**WHAT TO PRODUCE**
Would you copy out, word for word, the lines of the data below that start at the line containing "Could you kindly annotate the white" and run through the end of the data?

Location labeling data
----

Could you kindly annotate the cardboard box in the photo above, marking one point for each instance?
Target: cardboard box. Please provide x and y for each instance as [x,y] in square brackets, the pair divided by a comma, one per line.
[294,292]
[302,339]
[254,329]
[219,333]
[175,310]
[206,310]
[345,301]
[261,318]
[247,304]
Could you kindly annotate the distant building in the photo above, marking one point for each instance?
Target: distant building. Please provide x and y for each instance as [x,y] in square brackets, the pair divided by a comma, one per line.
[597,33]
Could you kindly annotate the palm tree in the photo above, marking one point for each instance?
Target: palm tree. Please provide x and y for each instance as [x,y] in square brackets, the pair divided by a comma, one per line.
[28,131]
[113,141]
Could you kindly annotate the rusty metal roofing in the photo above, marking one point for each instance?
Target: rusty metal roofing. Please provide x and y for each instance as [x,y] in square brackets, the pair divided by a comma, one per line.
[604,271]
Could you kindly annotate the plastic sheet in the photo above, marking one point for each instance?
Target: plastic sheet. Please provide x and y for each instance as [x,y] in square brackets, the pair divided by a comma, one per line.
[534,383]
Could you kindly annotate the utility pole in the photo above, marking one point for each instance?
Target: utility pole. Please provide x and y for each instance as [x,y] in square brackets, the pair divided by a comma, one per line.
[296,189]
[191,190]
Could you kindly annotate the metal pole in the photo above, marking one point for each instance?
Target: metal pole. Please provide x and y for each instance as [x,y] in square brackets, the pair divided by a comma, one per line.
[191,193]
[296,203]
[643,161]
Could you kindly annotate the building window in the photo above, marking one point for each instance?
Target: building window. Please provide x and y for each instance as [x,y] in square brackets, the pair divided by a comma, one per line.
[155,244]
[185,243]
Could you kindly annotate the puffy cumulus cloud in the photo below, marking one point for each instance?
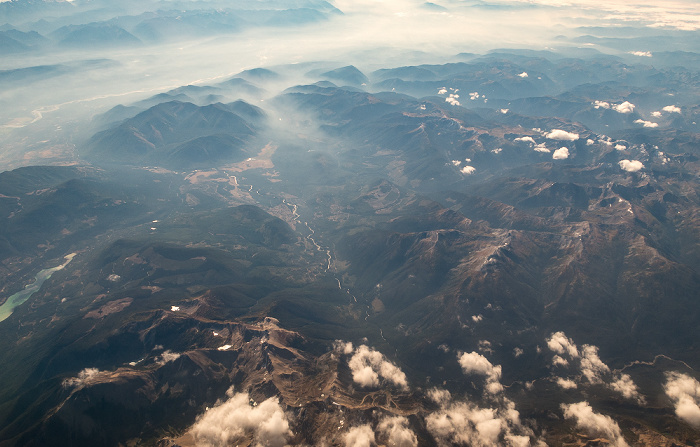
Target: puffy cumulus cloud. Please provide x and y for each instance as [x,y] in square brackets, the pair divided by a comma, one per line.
[395,430]
[559,361]
[368,366]
[463,423]
[235,418]
[587,361]
[361,436]
[343,347]
[525,140]
[591,365]
[631,165]
[82,378]
[453,99]
[625,107]
[167,357]
[624,385]
[541,148]
[594,424]
[475,363]
[439,396]
[559,343]
[561,154]
[684,391]
[559,134]
[566,384]
[646,123]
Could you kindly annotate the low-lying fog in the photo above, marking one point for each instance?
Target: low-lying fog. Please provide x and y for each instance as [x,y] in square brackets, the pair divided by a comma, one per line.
[49,94]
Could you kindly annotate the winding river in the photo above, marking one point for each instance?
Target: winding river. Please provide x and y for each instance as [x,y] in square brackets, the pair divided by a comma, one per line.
[23,295]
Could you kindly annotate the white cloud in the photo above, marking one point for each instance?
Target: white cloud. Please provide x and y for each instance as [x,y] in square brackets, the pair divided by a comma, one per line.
[167,356]
[594,424]
[453,99]
[396,431]
[559,134]
[475,363]
[463,423]
[684,391]
[566,384]
[624,385]
[525,139]
[439,396]
[591,365]
[343,347]
[559,361]
[559,343]
[236,417]
[561,154]
[368,366]
[83,378]
[625,107]
[646,123]
[541,148]
[361,436]
[631,165]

----

**SOLUTION FOR THIS PROBLEM**
Could you kindly annotate the white cloud in the photo above, marking one point for each instance?
Target: white cloud. Please provide x and y for each instance as [x,y] in square brackets, the pair divided by a comma, one per line.
[167,356]
[594,424]
[453,99]
[396,431]
[559,134]
[475,363]
[463,423]
[684,391]
[566,384]
[624,385]
[525,139]
[439,396]
[591,365]
[343,347]
[559,361]
[559,343]
[236,417]
[561,154]
[368,366]
[83,378]
[625,107]
[646,123]
[541,148]
[361,436]
[631,165]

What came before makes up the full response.